→ Task requirements: Reproduce verbatim the line where "Can you find the white cloud" occurs, along with all following lines down to the last line of the data.

→ Source information:

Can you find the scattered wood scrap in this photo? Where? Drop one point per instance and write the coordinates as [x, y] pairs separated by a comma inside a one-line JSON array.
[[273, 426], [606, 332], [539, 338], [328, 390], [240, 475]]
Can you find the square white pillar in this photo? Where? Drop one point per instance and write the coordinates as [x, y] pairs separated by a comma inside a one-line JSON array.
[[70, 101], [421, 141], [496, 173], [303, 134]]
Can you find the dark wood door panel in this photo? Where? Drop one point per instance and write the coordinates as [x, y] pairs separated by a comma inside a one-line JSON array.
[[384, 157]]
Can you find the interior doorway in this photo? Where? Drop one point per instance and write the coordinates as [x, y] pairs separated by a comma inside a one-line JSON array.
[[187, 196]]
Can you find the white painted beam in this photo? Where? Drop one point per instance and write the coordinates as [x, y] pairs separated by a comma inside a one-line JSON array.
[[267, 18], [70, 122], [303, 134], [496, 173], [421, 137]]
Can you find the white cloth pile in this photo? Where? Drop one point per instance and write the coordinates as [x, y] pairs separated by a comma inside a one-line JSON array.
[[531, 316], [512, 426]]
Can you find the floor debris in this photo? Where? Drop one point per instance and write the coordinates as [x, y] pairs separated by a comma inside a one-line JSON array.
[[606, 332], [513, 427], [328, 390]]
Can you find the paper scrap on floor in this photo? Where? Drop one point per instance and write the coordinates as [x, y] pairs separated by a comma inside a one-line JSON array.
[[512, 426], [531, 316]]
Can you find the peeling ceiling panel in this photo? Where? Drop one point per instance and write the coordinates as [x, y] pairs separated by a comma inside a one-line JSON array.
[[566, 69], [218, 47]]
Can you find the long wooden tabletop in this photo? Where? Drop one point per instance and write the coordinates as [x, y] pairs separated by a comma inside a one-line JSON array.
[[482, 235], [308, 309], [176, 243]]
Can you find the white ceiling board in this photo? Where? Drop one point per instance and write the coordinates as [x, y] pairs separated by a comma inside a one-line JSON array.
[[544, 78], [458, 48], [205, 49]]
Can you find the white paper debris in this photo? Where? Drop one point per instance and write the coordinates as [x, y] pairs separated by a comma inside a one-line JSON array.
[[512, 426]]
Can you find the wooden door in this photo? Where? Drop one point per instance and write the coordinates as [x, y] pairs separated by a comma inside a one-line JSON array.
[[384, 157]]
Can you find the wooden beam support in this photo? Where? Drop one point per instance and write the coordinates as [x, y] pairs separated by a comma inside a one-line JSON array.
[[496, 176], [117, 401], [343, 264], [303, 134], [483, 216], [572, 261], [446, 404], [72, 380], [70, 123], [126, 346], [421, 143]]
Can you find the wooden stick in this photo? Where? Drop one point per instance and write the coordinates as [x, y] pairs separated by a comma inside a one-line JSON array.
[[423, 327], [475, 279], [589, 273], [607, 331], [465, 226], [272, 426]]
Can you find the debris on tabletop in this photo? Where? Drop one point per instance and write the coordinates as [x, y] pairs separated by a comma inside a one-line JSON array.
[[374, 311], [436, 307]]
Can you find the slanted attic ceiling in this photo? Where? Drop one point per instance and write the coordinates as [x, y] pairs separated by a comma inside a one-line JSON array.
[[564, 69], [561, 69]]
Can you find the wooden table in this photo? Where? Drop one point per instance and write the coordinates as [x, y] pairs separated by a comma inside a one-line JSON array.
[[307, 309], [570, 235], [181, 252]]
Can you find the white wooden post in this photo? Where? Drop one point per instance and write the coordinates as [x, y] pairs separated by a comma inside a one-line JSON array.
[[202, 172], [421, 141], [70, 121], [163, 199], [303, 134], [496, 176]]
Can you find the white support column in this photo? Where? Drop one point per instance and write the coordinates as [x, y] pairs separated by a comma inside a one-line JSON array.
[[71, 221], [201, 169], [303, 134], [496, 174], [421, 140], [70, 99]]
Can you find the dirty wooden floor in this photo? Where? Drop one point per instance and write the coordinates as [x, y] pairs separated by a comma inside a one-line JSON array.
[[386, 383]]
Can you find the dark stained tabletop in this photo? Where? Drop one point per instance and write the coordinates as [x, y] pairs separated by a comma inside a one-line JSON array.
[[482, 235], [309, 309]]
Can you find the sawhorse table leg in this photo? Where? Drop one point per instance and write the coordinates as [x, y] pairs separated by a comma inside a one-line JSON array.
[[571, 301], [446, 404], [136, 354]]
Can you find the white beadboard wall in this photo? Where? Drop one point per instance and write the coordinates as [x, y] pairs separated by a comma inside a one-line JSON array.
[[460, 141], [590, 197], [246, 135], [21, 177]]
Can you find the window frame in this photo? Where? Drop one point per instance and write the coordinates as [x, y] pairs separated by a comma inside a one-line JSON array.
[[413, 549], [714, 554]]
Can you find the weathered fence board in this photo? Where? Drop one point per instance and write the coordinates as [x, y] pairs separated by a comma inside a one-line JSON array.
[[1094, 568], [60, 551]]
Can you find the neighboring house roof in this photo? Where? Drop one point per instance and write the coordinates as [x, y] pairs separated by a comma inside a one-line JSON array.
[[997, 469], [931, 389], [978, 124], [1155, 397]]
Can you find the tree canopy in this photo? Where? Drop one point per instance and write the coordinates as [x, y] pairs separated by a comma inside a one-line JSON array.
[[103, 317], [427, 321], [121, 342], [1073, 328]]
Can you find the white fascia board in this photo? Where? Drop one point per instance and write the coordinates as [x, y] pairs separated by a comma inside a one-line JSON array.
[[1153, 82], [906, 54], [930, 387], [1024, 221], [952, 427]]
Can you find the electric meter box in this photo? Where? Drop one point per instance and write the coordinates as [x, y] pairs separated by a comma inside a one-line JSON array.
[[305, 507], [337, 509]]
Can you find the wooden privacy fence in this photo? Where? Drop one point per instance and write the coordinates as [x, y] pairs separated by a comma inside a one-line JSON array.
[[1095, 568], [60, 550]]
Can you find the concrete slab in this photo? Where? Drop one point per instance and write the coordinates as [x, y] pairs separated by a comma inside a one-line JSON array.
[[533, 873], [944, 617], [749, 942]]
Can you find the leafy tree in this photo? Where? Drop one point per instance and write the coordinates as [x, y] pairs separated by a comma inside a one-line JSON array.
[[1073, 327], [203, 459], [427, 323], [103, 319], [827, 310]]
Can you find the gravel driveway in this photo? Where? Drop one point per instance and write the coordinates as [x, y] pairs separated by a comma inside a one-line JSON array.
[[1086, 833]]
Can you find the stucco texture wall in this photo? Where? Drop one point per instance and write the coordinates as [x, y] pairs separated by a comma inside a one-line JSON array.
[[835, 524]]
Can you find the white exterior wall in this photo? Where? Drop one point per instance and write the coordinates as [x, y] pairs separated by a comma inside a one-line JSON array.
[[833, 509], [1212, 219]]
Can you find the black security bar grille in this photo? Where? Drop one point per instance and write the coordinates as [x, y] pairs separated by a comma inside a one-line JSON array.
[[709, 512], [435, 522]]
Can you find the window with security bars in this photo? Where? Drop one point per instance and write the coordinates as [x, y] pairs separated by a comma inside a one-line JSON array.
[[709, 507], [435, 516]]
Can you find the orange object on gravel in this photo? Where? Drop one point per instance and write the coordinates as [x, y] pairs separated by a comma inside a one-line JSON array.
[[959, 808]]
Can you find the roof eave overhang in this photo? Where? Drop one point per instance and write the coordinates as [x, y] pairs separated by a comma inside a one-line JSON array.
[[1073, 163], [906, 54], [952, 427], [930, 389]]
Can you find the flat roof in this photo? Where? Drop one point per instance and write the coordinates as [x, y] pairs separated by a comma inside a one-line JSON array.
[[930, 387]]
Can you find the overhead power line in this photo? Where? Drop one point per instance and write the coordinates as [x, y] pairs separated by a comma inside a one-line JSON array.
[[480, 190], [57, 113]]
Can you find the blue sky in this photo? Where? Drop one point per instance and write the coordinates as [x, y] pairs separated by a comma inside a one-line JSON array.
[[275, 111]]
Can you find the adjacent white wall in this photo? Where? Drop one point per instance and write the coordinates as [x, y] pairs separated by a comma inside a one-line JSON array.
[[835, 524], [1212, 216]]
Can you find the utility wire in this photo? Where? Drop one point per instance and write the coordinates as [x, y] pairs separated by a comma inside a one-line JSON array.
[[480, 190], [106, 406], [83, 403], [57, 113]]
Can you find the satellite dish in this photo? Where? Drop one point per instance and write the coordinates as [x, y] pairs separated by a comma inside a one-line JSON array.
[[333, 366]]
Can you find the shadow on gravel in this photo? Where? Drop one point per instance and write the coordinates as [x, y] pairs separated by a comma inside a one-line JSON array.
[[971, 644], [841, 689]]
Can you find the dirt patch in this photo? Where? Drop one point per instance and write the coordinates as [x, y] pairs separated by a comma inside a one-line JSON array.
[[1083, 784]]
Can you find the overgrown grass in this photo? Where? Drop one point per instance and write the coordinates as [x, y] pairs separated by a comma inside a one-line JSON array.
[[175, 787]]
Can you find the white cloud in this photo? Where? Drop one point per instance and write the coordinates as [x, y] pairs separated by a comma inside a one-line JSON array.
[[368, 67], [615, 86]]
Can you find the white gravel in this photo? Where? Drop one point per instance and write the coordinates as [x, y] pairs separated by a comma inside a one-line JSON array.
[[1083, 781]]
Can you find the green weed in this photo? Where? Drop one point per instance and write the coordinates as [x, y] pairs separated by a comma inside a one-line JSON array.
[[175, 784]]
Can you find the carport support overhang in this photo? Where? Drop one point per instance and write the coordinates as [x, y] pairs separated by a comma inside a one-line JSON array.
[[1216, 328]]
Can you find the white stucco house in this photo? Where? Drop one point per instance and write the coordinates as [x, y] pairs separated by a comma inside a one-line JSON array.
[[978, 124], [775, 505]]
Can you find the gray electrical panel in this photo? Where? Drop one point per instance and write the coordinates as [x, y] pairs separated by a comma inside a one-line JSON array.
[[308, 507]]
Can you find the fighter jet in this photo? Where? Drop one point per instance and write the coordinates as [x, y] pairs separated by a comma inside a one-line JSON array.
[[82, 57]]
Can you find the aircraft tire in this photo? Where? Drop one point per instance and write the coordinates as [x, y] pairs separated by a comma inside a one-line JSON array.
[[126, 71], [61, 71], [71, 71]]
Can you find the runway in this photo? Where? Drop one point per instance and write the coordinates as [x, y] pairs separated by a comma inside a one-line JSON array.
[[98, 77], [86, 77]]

→ Response:
Can you find the white cloud in this photo? Where? Drop one point per instance and write the coordinates as [x, y] pairs separated by a comma inside a one-line JSON array.
[[368, 67], [615, 86]]
Can you find the white gravel in this photo? Where? Drop one point per instance and write the coordinates as [x, y] pairs separated by a comma inside a one-line JSON array.
[[1083, 781]]
Can you find the green weed in this photo? Where? Drop one point per instance and write the coordinates as [x, y] pairs separated by a comma inside a one-line JSON array.
[[175, 784]]
Can you find the carport support overhang in this photo? Where? Drop one point per instance and write the coordinates as [x, y] pairs separated by a comma inside a one-line JSON array.
[[1216, 328]]
Can you find the white stucco house in this photo? Where? Drop one point per instance and write the coordinates as [x, y] pairs separated by a comma inside a one-line JSON array.
[[978, 124], [775, 505]]
Can you find the gray electrical panel in this photo? Where? Drop one point per instance and write the coordinates as [x, y] pairs separated by a comma inside a one-line JSON array.
[[308, 507]]
Can you find the fighter jet in this photo? Where? Drop one point per instance and write the coordinates as [x, y] pairs separated by a comma inside a one-line JSON array.
[[82, 57]]
Can you find the aircraft tire in this photo? Where? Drop one point per instance and write the coordinates as [x, y] pairs separated by a comma inside a one-line JSON array.
[[126, 71], [61, 71], [71, 71]]
Can you find the runway in this photo? Where? Drop one point per instance and write the coordinates as [x, y] pairs separated by a comma inside a one-line JSON array.
[[98, 77], [86, 77]]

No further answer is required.